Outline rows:
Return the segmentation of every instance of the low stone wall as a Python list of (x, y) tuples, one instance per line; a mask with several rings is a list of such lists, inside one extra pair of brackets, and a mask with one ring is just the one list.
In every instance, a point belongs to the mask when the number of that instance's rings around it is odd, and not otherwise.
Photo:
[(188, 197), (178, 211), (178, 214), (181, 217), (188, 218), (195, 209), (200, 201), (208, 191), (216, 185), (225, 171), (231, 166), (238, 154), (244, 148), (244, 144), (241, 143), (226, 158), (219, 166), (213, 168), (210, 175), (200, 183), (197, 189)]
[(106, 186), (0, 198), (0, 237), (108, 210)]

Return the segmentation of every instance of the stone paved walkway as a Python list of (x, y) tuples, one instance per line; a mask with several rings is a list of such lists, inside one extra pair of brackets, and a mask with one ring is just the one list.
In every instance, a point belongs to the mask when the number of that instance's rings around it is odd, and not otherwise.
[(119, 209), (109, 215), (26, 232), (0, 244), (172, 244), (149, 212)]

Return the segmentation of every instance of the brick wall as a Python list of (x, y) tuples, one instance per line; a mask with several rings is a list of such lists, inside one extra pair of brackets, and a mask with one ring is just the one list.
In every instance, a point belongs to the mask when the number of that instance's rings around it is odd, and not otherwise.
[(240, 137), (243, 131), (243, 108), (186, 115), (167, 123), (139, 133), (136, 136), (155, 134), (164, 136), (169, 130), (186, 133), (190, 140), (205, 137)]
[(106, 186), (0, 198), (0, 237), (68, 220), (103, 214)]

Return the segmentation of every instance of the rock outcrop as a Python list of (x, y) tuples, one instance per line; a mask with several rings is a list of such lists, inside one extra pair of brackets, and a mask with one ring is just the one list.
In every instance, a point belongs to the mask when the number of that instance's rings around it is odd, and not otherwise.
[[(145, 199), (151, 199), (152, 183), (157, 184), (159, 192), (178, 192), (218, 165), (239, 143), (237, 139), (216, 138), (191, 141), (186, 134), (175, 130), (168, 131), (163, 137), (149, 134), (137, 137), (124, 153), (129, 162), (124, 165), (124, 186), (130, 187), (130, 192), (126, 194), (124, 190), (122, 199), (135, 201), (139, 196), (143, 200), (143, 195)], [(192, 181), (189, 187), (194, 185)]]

Aim:
Format every row above as a two-column Markdown table headed "Row" and "Line", with each row's number under "Row" and its text under "Line". Leave out blank lines.

Result below:
| Row | Line |
|---|---|
| 1 | Return the segmentation of every instance of the low stone wall as a Python list of (x, y) tuples, one instance per line; a mask with several rings is a list of such lists, inside one extra pair of brackets, and a mask with one ring is just the one list. |
| 2 | In every instance, a point belongs to the mask when the number of that instance's rings around it is odd, and not otherwise. |
| 3 | Photo: |
| 4 | [(188, 197), (178, 211), (178, 214), (181, 217), (188, 218), (195, 209), (200, 201), (208, 191), (216, 185), (225, 171), (231, 166), (238, 154), (244, 148), (244, 144), (241, 143), (226, 158), (219, 166), (213, 168), (210, 175), (200, 183), (197, 189)] |
| 5 | [(106, 186), (0, 198), (0, 237), (108, 210)] |
| 6 | Return the segmentation of every instance of the stone paved walkway as a Python list of (x, y) tuples, one instance per line; a mask with several rings is a list of such lists, inside one extra pair of brackets, and a mask with one ring is just the one list. |
| 7 | In every instance, a point belongs to the mask when the number of that instance's rings around it is odd, and not otherwise. |
| 8 | [(119, 209), (109, 215), (26, 232), (0, 244), (172, 244), (149, 212)] |
| 9 | Return the segmentation of every instance of the brick wall as a Python list of (x, y) tuples, one instance per line; a mask with several rings is a list of such lists, inside one extra pair of brackets, and a mask with one ring is just the one list. |
| 10 | In every instance, a point belongs to the mask when the number of that instance's rings around it is odd, and not otherwise. |
| 11 | [(240, 137), (243, 131), (243, 108), (186, 115), (167, 123), (139, 133), (136, 136), (155, 134), (164, 136), (169, 130), (186, 133), (190, 140), (205, 137)] |
| 12 | [(106, 186), (0, 198), (0, 237), (68, 220), (103, 214)] |
| 13 | Return the segmentation of every instance of the rock outcrop as a Python list of (x, y) tuples, one instance per line; a mask with several rings is a list of such lists, inside one extra pair of brackets, and a mask with one ring is just the one list. |
| 14 | In every instance, a point belongs to the mask when the number of that instance's rings around it is odd, and not otherwise. |
| 15 | [[(145, 199), (151, 199), (152, 183), (157, 184), (159, 192), (178, 192), (218, 165), (239, 143), (237, 139), (216, 138), (191, 141), (186, 134), (175, 130), (168, 131), (163, 137), (149, 134), (137, 137), (124, 153), (129, 162), (124, 165), (124, 186), (130, 187), (130, 192), (126, 194), (124, 190), (122, 199), (135, 201), (139, 196), (143, 200), (143, 195)], [(192, 181), (189, 187), (194, 185)]] |